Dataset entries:
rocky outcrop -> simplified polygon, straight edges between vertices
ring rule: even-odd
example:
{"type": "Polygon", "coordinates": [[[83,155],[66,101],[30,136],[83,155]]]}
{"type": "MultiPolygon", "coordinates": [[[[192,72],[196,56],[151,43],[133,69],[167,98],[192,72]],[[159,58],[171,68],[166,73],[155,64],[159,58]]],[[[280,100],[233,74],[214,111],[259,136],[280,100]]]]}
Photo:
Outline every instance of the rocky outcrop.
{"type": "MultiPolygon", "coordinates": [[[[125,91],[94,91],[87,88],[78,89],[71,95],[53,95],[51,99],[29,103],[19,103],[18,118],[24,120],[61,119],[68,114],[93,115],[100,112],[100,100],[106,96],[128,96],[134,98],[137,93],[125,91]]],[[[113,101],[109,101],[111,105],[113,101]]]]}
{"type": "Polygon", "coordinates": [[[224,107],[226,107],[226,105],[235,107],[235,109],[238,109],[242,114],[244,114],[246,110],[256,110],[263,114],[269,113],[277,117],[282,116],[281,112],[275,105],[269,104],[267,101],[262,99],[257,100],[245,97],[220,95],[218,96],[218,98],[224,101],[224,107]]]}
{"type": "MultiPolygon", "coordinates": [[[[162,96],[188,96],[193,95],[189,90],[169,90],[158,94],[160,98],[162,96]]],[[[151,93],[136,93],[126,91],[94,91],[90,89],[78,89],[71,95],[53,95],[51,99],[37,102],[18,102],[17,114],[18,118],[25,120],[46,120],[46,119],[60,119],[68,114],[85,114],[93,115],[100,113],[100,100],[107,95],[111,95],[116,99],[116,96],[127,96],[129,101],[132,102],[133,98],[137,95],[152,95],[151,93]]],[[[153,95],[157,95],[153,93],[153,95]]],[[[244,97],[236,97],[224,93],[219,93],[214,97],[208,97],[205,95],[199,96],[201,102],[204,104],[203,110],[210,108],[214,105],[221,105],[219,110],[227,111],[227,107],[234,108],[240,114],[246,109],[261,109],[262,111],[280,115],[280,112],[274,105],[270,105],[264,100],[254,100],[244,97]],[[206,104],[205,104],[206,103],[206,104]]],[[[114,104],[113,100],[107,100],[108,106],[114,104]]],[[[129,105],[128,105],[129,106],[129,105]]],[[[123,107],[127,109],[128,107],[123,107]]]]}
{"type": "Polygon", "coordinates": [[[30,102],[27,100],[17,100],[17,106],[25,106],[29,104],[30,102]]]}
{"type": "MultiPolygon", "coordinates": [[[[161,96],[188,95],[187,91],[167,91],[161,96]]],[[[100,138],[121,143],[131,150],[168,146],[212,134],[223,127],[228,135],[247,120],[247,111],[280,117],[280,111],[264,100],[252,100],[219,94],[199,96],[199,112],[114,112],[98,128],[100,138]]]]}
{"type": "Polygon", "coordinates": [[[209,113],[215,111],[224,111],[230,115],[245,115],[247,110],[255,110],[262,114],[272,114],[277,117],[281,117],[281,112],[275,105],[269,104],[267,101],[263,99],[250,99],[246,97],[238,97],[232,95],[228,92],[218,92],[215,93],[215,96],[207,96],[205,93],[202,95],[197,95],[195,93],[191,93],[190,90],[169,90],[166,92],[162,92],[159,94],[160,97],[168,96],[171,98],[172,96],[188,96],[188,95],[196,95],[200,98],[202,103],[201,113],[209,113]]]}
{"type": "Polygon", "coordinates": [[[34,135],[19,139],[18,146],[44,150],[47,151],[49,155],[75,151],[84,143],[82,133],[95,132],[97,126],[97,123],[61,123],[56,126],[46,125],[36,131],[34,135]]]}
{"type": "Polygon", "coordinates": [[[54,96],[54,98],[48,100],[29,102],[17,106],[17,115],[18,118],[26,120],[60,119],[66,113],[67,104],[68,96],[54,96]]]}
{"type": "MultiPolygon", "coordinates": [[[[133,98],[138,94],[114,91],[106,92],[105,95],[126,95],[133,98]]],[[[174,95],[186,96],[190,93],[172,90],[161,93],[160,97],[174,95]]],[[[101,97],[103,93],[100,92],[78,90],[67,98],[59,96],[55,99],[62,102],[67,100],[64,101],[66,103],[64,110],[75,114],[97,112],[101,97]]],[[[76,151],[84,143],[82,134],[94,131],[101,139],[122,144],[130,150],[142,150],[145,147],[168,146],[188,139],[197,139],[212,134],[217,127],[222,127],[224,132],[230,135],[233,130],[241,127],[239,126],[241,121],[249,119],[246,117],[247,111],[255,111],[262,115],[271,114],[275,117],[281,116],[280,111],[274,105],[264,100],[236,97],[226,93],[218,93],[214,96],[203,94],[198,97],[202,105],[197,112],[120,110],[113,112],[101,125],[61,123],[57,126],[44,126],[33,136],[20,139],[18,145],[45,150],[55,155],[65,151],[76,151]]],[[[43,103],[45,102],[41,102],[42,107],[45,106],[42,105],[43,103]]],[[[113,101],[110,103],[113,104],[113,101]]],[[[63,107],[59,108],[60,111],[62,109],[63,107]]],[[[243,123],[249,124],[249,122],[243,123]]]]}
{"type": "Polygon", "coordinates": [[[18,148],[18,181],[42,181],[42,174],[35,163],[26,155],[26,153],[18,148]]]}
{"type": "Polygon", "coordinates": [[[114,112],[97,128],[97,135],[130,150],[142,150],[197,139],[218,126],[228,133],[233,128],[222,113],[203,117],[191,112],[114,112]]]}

--- EXERCISE REQUIREMENTS ---
This calls for all of the entries above, repeated exactly.

--- EXERCISE SOLUTION ---
rocky outcrop -> simplified polygon, straight edges between vertices
ring rule: even-odd
example:
{"type": "Polygon", "coordinates": [[[83,155],[66,101],[30,136],[83,155]]]}
{"type": "MultiPolygon", "coordinates": [[[[192,72],[196,56],[151,43],[133,69],[167,98],[192,72]],[[159,58],[171,68],[166,73],[155,64],[159,58]]],[[[280,100],[233,74],[214,111],[259,136],[280,100]]]]}
Photo:
Outline every instance of the rocky outcrop.
{"type": "MultiPolygon", "coordinates": [[[[125,91],[94,91],[87,88],[78,89],[71,95],[53,95],[51,99],[29,103],[19,103],[18,118],[24,120],[61,119],[68,114],[93,115],[100,112],[100,100],[106,96],[128,96],[134,98],[137,93],[125,91]]],[[[113,101],[109,101],[111,105],[113,101]]]]}
{"type": "Polygon", "coordinates": [[[224,107],[226,107],[226,105],[235,107],[235,109],[238,109],[242,114],[244,114],[246,110],[256,110],[263,114],[269,113],[277,117],[282,116],[281,112],[275,105],[269,104],[267,101],[262,99],[257,100],[245,97],[220,95],[218,96],[218,98],[224,101],[224,107]]]}
{"type": "MultiPolygon", "coordinates": [[[[162,96],[188,96],[193,95],[189,90],[169,90],[158,94],[160,98],[162,96]]],[[[151,93],[136,93],[126,91],[94,91],[90,89],[78,89],[71,95],[53,95],[51,99],[37,102],[18,102],[17,114],[18,118],[25,120],[46,120],[46,119],[60,119],[68,114],[85,114],[93,115],[100,113],[100,100],[107,95],[111,95],[116,99],[116,96],[127,96],[129,101],[132,102],[133,98],[137,95],[152,95],[151,93]]],[[[153,95],[157,95],[153,93],[153,95]]],[[[244,97],[236,97],[224,93],[219,93],[214,97],[208,97],[205,95],[199,96],[201,102],[204,104],[203,110],[210,108],[214,105],[221,105],[219,110],[227,111],[227,107],[234,108],[240,114],[246,109],[261,109],[262,111],[280,115],[280,112],[274,105],[270,105],[264,100],[254,100],[244,97]],[[206,104],[205,104],[206,103],[206,104]]],[[[114,104],[113,100],[107,100],[108,106],[114,104]]],[[[129,105],[128,105],[129,106],[129,105]]],[[[123,107],[127,109],[128,107],[123,107]]]]}
{"type": "Polygon", "coordinates": [[[30,102],[27,100],[17,100],[17,106],[25,106],[29,104],[30,102]]]}
{"type": "MultiPolygon", "coordinates": [[[[161,96],[188,95],[187,91],[167,91],[161,96]]],[[[100,138],[121,143],[131,150],[168,146],[212,134],[223,127],[228,135],[247,120],[247,111],[280,117],[280,111],[264,100],[252,100],[219,94],[199,96],[199,112],[114,112],[98,128],[100,138]]]]}
{"type": "Polygon", "coordinates": [[[209,113],[215,111],[224,111],[230,115],[245,115],[247,110],[255,110],[262,114],[272,114],[277,117],[281,117],[281,112],[275,105],[269,104],[267,101],[263,99],[250,99],[246,97],[238,97],[232,95],[228,92],[218,92],[215,93],[215,96],[207,96],[205,93],[202,95],[197,95],[195,93],[191,93],[190,90],[169,90],[166,92],[162,92],[159,94],[160,97],[168,96],[171,98],[172,96],[188,96],[188,95],[196,95],[200,98],[202,103],[201,113],[209,113]]]}
{"type": "Polygon", "coordinates": [[[34,135],[19,139],[18,146],[44,150],[47,151],[49,155],[75,151],[84,143],[82,133],[95,132],[97,126],[97,123],[61,123],[56,126],[46,125],[36,131],[34,135]]]}
{"type": "Polygon", "coordinates": [[[54,96],[54,98],[48,100],[29,102],[17,106],[17,115],[18,118],[26,120],[60,119],[66,113],[67,104],[68,96],[54,96]]]}
{"type": "MultiPolygon", "coordinates": [[[[133,98],[138,94],[114,91],[106,92],[105,95],[126,95],[133,98]]],[[[174,95],[186,96],[190,93],[172,90],[161,93],[160,97],[174,95]]],[[[101,97],[103,93],[100,92],[78,90],[67,98],[59,96],[55,99],[62,102],[67,100],[64,101],[66,103],[64,110],[75,114],[97,112],[101,97]]],[[[76,151],[84,143],[82,134],[94,131],[101,139],[122,144],[130,150],[142,150],[145,147],[168,146],[188,139],[197,139],[212,134],[217,127],[222,127],[224,132],[230,135],[233,130],[241,127],[239,126],[241,121],[249,119],[246,117],[247,111],[255,111],[262,115],[271,114],[275,117],[281,116],[280,111],[274,105],[264,100],[236,97],[226,93],[218,93],[214,96],[203,94],[198,97],[202,105],[197,112],[120,110],[113,112],[101,125],[61,123],[57,126],[44,126],[33,136],[20,139],[18,145],[45,150],[55,155],[65,151],[76,151]]],[[[43,103],[45,102],[41,102],[42,107],[45,106],[42,105],[43,103]]],[[[113,101],[110,103],[113,104],[113,101]]],[[[63,107],[59,108],[60,111],[62,109],[63,107]]],[[[243,123],[249,124],[249,122],[243,123]]]]}
{"type": "Polygon", "coordinates": [[[18,148],[18,181],[42,181],[42,174],[35,163],[26,155],[26,153],[18,148]]]}
{"type": "Polygon", "coordinates": [[[114,112],[97,128],[97,135],[130,150],[142,150],[197,139],[218,126],[228,133],[233,128],[222,113],[203,117],[191,112],[114,112]]]}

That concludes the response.